▶ **Short exercise**:
Rescale everything from the line containing "Target | boat on sand" down to the line containing "x=369 y=301", both lines included, and reproduce each of those lines with the requests kept as they are. Multiply every x and y coordinate in the answers by 1.4 and round each result to a whole number, rounding halves up.

▶ **Records to use**:
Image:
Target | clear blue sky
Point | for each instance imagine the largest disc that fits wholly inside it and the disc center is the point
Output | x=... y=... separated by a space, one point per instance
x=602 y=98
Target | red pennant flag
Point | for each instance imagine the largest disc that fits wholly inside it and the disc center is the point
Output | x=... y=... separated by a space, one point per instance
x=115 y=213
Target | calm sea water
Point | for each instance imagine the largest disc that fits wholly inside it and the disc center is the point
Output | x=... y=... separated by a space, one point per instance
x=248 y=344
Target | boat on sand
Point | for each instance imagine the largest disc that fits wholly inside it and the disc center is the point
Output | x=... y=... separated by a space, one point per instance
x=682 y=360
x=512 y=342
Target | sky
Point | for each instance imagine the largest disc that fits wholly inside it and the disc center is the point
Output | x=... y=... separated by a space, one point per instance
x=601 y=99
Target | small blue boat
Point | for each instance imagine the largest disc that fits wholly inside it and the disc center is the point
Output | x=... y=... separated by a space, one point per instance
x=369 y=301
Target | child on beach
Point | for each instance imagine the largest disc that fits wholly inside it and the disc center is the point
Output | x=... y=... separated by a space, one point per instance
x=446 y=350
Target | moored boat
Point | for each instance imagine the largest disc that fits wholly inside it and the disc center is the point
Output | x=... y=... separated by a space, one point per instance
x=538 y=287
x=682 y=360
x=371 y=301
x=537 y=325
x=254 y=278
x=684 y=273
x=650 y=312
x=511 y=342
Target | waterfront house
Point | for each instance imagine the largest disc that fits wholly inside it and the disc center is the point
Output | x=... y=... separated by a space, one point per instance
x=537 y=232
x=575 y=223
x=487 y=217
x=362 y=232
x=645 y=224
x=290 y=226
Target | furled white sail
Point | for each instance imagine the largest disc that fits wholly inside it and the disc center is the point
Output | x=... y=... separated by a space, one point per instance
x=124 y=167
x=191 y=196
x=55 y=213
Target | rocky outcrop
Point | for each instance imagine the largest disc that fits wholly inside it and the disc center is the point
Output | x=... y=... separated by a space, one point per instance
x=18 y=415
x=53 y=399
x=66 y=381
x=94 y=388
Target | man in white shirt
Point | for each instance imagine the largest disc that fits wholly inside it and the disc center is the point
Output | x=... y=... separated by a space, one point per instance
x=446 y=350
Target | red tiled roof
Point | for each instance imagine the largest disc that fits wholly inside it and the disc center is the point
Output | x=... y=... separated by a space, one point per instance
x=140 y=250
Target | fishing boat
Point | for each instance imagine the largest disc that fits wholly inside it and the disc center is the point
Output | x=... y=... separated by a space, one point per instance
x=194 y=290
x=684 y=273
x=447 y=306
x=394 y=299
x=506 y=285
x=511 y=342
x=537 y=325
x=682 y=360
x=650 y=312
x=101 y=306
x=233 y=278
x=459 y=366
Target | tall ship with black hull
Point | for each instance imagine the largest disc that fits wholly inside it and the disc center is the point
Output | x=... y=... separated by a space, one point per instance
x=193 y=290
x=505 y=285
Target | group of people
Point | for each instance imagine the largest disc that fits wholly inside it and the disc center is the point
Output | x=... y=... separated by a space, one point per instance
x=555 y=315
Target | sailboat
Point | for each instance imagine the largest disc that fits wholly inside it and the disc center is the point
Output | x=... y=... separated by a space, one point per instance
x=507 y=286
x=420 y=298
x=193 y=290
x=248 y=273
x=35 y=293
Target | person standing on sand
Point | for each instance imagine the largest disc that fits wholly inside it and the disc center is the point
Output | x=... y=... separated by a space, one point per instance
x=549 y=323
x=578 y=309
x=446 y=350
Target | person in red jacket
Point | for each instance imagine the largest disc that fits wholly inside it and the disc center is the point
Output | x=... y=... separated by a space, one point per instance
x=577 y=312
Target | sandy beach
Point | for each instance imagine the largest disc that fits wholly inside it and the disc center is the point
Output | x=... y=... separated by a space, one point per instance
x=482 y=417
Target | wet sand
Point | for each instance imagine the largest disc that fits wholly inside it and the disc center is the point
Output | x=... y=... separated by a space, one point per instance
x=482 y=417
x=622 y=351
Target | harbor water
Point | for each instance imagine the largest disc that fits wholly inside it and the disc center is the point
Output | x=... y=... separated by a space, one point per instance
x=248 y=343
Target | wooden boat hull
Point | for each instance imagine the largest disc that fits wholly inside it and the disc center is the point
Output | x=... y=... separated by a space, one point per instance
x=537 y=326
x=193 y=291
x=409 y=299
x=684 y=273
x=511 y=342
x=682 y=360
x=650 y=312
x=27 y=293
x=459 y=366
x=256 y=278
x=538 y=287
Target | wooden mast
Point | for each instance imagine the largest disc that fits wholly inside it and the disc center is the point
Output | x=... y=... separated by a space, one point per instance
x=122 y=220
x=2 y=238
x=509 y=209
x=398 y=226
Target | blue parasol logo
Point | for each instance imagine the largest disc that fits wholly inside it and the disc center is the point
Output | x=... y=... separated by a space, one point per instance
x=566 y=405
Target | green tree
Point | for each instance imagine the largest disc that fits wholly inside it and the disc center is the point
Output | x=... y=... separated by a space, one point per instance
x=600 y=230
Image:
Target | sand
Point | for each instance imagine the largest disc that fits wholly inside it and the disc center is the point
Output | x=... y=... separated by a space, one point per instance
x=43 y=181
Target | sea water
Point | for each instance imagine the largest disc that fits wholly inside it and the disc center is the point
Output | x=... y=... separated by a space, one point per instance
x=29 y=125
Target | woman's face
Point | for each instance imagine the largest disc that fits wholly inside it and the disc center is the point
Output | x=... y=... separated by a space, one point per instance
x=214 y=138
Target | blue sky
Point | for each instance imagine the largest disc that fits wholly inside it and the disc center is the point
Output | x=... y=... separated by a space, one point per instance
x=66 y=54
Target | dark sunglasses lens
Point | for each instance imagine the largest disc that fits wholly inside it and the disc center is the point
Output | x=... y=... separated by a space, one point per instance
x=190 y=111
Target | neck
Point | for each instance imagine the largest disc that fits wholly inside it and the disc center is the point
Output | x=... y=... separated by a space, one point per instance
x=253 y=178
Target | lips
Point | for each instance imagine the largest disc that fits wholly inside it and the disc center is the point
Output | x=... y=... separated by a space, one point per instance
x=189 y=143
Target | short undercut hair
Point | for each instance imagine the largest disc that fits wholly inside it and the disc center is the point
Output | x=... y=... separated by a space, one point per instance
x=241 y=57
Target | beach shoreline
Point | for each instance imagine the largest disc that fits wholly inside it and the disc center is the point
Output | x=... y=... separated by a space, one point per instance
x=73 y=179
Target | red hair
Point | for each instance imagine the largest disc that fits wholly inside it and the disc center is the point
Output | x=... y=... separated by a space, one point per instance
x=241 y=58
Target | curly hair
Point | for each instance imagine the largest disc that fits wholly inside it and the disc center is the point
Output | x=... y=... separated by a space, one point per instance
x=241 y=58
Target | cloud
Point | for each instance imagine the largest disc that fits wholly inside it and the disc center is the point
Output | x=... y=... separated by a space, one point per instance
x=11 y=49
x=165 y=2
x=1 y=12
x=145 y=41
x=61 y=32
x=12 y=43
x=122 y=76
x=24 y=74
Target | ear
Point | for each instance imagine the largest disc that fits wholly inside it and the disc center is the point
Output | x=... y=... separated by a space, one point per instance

▶ **Full answer**:
Target | boat on sand
Point | for each instance imagine the largest disc that fits wholly inside it and the disc center is the point
Output | x=... y=... separated by a space, one point per instance
x=955 y=504
x=717 y=479
Target | sky
Point | for each instance imagine the largest disc that fits wholly inside it and the disc center is the point
Output | x=... y=... separated by a space, one point per instance
x=841 y=139
Target | small blue boat
Point | for each instance imagine the largest disc that fits wholly inside it and the disc center is the point
Output | x=... y=... separated by a space, one point per instance
x=517 y=421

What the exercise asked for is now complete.